What you have to do
Copy the records below word for word, starting at the line that contains "of the glass" and continuing through the end of the records.

Provided data
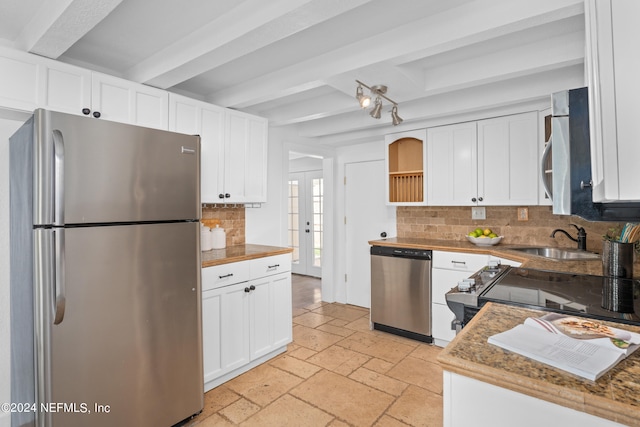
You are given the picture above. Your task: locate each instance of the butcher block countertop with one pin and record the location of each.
(614, 396)
(240, 253)
(503, 251)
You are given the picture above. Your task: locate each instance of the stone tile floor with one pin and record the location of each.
(336, 372)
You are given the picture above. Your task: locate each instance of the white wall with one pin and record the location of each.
(7, 128)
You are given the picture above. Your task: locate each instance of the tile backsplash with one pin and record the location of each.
(230, 218)
(453, 223)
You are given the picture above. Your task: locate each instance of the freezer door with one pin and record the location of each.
(95, 171)
(128, 350)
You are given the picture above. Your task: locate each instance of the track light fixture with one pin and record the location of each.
(379, 92)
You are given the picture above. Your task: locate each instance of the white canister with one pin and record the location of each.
(206, 240)
(218, 238)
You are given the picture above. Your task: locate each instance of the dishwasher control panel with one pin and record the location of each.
(401, 252)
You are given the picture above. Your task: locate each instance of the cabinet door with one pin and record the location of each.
(508, 160)
(245, 158)
(612, 70)
(67, 88)
(405, 183)
(441, 318)
(195, 117)
(452, 165)
(235, 325)
(271, 317)
(212, 334)
(281, 309)
(127, 102)
(20, 82)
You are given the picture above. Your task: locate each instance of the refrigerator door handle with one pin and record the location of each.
(59, 288)
(58, 178)
(543, 170)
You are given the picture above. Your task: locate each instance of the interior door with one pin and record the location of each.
(306, 223)
(367, 216)
(130, 338)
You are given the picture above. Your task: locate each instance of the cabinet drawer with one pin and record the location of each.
(268, 266)
(225, 275)
(458, 261)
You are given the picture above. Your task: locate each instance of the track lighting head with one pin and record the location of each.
(363, 99)
(379, 91)
(395, 118)
(377, 109)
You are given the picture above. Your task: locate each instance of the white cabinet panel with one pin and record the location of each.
(233, 150)
(243, 323)
(441, 330)
(508, 166)
(127, 102)
(67, 88)
(452, 165)
(613, 65)
(20, 83)
(489, 162)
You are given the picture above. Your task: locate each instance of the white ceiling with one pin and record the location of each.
(296, 61)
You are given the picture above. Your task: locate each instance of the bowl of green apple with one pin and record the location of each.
(483, 237)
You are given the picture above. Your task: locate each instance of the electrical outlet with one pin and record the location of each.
(478, 212)
(523, 214)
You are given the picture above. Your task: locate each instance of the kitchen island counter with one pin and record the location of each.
(615, 396)
(240, 253)
(593, 266)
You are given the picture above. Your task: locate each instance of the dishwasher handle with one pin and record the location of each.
(392, 251)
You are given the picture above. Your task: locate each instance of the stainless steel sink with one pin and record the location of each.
(560, 254)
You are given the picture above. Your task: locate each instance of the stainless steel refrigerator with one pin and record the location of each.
(105, 274)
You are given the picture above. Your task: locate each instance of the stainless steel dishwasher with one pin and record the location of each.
(401, 291)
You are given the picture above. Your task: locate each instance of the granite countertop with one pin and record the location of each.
(503, 251)
(240, 253)
(615, 396)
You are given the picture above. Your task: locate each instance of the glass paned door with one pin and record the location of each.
(306, 211)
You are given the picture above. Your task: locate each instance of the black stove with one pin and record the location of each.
(605, 298)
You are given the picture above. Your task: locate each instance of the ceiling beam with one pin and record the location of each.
(233, 35)
(473, 22)
(58, 24)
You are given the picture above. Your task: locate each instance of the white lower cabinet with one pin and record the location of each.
(470, 402)
(448, 268)
(246, 323)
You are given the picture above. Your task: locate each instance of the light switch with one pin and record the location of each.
(478, 212)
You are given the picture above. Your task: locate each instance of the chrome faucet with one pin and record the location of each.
(581, 240)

Written reply
You are given the picture above. Your task: locate each instance of the glass paned door with one pin and record the location of each.
(306, 211)
You are given the picture above. Your task: locate each instance of the black stove with one pin and record the location of each.
(605, 298)
You are given the picture above. Your task: locate each instance of the ceiling beam with one pin and record the location of each.
(233, 35)
(473, 22)
(58, 24)
You are given the picture above. Your task: locate each instance of the white lower cabinet with one pin and record the location of each.
(470, 402)
(448, 268)
(246, 323)
You are given the picture above. Your task: locate each instance of the light switch with one pin and record the location of each.
(478, 212)
You are given the picture above. Your task: locate each instance of the chrome faucet with one pin and record the location of each.
(581, 240)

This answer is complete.